• _Prompt_: Repeat each record word for word.

--- Provided data ---

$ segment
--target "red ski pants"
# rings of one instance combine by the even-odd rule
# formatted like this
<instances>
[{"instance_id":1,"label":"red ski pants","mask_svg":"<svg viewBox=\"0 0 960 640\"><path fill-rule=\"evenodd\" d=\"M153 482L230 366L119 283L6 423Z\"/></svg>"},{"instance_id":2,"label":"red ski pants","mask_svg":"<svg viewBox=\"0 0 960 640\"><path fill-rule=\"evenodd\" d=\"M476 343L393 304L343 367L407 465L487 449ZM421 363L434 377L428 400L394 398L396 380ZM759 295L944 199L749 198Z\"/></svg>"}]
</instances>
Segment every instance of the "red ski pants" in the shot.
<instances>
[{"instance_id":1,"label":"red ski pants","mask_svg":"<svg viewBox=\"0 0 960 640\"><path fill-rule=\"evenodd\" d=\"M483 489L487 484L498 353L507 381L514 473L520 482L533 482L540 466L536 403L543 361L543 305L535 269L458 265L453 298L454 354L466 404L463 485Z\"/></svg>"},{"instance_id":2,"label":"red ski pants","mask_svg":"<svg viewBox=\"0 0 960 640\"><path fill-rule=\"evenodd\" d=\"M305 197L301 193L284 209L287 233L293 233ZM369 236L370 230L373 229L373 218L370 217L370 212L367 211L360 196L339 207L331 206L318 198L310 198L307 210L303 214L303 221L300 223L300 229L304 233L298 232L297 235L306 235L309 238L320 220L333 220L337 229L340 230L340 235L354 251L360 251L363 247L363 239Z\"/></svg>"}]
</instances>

---

• _Output_:
$ segment
--target "red ski pants"
# rings of one instance combine by the even-odd rule
# formatted like this
<instances>
[{"instance_id":1,"label":"red ski pants","mask_svg":"<svg viewBox=\"0 0 960 640\"><path fill-rule=\"evenodd\" d=\"M153 482L230 366L119 283L6 423Z\"/></svg>"},{"instance_id":2,"label":"red ski pants","mask_svg":"<svg viewBox=\"0 0 960 640\"><path fill-rule=\"evenodd\" d=\"M476 343L393 304L343 367L407 465L487 449ZM421 363L434 377L428 400L394 398L396 380ZM759 295L944 199L749 198Z\"/></svg>"}]
</instances>
Segment every instance of the "red ski pants" in the shot.
<instances>
[{"instance_id":1,"label":"red ski pants","mask_svg":"<svg viewBox=\"0 0 960 640\"><path fill-rule=\"evenodd\" d=\"M483 489L487 484L498 353L507 381L514 473L520 482L533 482L540 466L536 403L543 361L543 305L535 269L458 265L453 298L454 354L466 404L463 485Z\"/></svg>"},{"instance_id":2,"label":"red ski pants","mask_svg":"<svg viewBox=\"0 0 960 640\"><path fill-rule=\"evenodd\" d=\"M305 197L301 193L284 209L287 233L293 233ZM369 236L370 230L373 229L373 218L370 217L370 212L367 211L360 196L339 207L331 206L318 198L310 198L307 210L303 214L303 221L300 223L300 229L304 233L298 232L297 235L306 235L309 238L320 220L333 220L337 229L340 230L340 235L354 251L360 251L363 247L363 239Z\"/></svg>"}]
</instances>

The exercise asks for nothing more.